Source →
⁂

Miss Venezuela 1975 was the 22nd edition of Miss Venezuela pageant held at Poliedro de Caracas in Caracas, Venezuela, on June 25, 1975.  The winner of the pageant was Maritza Pineda, Miss Nueva Esparta.

The pageant was broadcast live by Venevision from the Poliedro, marking the first of many to be held in this stadium.

Results
Miss Venezuela 1975 - Maritza Pineda (Miss Nueva Esparta)
1st runner-up - María Conchita Alonso (Miss Distrito Federal)
2nd runner-up - Yamel Diaz (Miss Carabobo)
3rd runner-up - Helena Merlin (Miss Barinas)
4th runner-up - Virginia Sipl (Miss Amazonas)

Special awards
 Miss Fotogénica (Miss Photogenic) - Maritzabel Gruber (Miss Monagas)
 Miss Simpatía (Miss Congeniality) - Yamel Díaz (Miss Carabobo)

⁂

Exercise requirements → According to the text on the Miss Venezuela 1975 pageant, who won the Miss Photogenic award?

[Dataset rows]
⁂

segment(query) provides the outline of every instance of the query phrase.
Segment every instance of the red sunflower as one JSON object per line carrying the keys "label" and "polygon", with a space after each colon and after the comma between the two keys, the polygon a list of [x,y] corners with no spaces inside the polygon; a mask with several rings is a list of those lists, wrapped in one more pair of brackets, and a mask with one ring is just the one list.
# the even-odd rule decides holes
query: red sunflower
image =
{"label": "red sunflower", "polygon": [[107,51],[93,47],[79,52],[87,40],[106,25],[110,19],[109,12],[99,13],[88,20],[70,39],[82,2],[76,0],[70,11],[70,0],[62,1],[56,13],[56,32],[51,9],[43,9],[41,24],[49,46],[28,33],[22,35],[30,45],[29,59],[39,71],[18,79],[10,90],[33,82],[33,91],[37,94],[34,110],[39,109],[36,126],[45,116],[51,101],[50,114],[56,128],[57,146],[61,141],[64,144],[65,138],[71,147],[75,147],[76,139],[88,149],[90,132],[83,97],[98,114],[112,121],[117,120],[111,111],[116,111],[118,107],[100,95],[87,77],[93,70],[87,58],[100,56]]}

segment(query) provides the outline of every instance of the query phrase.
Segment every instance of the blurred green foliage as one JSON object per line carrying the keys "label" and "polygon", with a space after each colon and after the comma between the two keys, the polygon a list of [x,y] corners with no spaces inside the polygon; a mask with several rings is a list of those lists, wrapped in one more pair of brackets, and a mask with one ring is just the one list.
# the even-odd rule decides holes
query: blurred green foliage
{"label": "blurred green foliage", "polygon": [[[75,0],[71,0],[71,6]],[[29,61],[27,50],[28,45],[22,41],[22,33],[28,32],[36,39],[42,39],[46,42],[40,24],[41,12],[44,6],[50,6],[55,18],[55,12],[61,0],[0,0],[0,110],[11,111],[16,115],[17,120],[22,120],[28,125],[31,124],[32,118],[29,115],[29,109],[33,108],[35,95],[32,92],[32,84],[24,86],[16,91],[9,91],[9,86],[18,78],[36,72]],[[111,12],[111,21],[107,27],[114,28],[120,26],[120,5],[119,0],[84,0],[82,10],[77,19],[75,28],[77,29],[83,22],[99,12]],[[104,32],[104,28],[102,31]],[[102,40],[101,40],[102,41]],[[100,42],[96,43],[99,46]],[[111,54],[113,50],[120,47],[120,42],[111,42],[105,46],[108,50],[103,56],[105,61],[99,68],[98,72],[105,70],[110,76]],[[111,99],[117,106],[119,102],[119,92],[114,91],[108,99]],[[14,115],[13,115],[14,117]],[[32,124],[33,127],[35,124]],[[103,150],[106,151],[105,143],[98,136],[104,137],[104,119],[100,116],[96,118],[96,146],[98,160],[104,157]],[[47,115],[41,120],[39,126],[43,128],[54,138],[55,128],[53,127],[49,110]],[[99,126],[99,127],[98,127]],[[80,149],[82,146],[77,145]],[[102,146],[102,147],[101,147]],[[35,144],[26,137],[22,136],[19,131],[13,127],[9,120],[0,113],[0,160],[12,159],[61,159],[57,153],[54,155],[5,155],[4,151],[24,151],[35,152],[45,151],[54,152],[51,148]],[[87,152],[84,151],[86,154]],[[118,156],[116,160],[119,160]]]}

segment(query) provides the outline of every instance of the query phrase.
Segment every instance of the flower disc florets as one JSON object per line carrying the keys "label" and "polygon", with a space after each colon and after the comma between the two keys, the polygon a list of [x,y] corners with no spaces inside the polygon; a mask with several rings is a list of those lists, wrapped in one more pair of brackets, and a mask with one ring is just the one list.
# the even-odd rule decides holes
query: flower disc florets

⁂

Answer to the exercise → Maritzabel Gruber (Miss Monagas)